## [Activity]
Could you print all the entries exactly?
---
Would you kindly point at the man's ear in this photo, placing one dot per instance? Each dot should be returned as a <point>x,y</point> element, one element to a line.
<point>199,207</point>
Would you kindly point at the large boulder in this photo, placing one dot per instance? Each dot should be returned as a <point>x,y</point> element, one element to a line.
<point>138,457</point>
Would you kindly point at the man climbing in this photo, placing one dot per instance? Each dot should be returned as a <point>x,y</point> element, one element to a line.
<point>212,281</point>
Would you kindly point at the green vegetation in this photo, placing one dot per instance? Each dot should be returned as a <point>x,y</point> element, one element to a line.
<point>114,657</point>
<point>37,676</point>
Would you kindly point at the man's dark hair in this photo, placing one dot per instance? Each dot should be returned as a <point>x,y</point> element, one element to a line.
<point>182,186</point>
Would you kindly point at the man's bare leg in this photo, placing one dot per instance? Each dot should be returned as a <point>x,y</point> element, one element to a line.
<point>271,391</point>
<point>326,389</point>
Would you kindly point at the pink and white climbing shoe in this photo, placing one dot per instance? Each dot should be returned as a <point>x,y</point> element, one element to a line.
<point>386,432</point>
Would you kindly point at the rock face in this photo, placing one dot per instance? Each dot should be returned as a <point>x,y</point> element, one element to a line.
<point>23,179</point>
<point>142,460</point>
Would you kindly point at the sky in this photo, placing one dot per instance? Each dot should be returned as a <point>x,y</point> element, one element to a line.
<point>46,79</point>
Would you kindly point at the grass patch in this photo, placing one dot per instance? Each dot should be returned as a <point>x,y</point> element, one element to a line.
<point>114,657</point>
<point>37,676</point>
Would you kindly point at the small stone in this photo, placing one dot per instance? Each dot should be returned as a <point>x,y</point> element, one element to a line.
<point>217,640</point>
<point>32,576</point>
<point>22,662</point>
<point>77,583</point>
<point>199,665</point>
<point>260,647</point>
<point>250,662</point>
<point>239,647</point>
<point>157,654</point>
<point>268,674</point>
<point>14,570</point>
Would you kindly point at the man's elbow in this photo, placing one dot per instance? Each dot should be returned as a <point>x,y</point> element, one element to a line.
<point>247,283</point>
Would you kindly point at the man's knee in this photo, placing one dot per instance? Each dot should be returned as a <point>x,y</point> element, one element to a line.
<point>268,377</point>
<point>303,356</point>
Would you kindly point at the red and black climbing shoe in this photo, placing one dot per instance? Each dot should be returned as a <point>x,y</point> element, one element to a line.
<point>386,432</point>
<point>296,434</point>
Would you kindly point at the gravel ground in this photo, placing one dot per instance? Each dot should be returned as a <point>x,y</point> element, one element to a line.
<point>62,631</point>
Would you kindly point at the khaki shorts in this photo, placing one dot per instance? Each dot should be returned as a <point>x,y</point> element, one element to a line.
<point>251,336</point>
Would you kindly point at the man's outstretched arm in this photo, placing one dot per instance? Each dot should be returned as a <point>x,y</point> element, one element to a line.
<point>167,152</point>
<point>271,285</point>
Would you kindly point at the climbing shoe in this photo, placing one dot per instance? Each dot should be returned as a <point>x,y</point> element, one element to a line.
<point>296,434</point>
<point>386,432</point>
---
## [Completed task]
Would you kindly point at the man's ear in this photo, placing one dot per instance? Each dot should be returned as a <point>x,y</point> element, one element to a line.
<point>199,207</point>
Would you kindly point at the large boulder in this photo, placing one dot per instance? Each dot should be returned as a <point>x,y</point> element, one element to a line.
<point>138,457</point>
Would you kindly point at the man climbing in this photo, placing one dot per instance? Each dot should be returned as a <point>x,y</point> element, one element to a line.
<point>212,281</point>
Would you kindly point at the green vegetation in this photo, placing one dot per instance? Each dot should be returned as a <point>x,y</point> element, one element to a line.
<point>114,657</point>
<point>37,676</point>
Would you kindly point at the man's dark hair in this photo, placing one dot per instance? Each dot should be returned as a <point>x,y</point> element, one element to a line.
<point>182,186</point>
Would you kindly point at the man's bare leg in this photo, placing one dot per instance? Each dot should be returned as a <point>x,y</point> element, one element to a line.
<point>271,391</point>
<point>326,389</point>
Would you kindly point at the pink and white climbing shoe in this photo, placing one dot per instance? Each dot should be returned as a <point>x,y</point> element, one element to a line.
<point>386,432</point>
Would you kindly point at the rock face in this photo, placing one dot per instance? Each dot should be returned as a <point>x,y</point> element, one element to a line.
<point>23,179</point>
<point>142,460</point>
Would you kindly point at the sky in this photo, placing one dot per instance? Each dot should be returned as a <point>x,y</point> element, one element to a line.
<point>46,79</point>
Would you kindly point at the grass patch in this photo, placing one dot per instance? Each dot should be returned as a <point>x,y</point> element, one element to a line.
<point>114,657</point>
<point>37,676</point>
Would you kindly point at the small stone in this photo, placing one dot per instance? Each dot should be returned as a <point>x,y</point> element, one element to a line.
<point>217,640</point>
<point>32,576</point>
<point>22,662</point>
<point>77,583</point>
<point>199,665</point>
<point>260,647</point>
<point>250,662</point>
<point>239,647</point>
<point>157,654</point>
<point>268,674</point>
<point>14,570</point>
Would you kindly point at the man's elbow in this photo, placing one dot per instance? Each dot should be returned as a <point>x,y</point> element, one element to a line.
<point>247,283</point>
Would you kindly point at the man's knee in this photo, placing one dot per instance? Each dot should be returned as a <point>x,y</point> element, one element to a line.
<point>268,377</point>
<point>303,356</point>
Would you kindly point at the red and black climbing shoe in this photo, placing one dot per instance? Each dot should be returned as a <point>x,y</point> element, one element to a line.
<point>386,432</point>
<point>296,434</point>
Would you kindly point at the gravel ground in this photo, placing one dot per instance? Each dot should be returned as a <point>x,y</point> element, one element to a line.
<point>62,631</point>
Would you kindly point at the khaki shorts in this photo, placing one dot per instance? Each dot should be returned as a <point>x,y</point> element, one element to a line.
<point>251,336</point>
Would you kindly point at the man's outstretched arm in this photo, placing one dot per instance? Each dot should be returned as a <point>x,y</point> element, one element to a line.
<point>167,152</point>
<point>271,285</point>
Would you kindly point at the climbing shoe in this photo, placing one dot per instance? Each dot should be returned as a <point>x,y</point> element, one element to a line.
<point>296,434</point>
<point>386,432</point>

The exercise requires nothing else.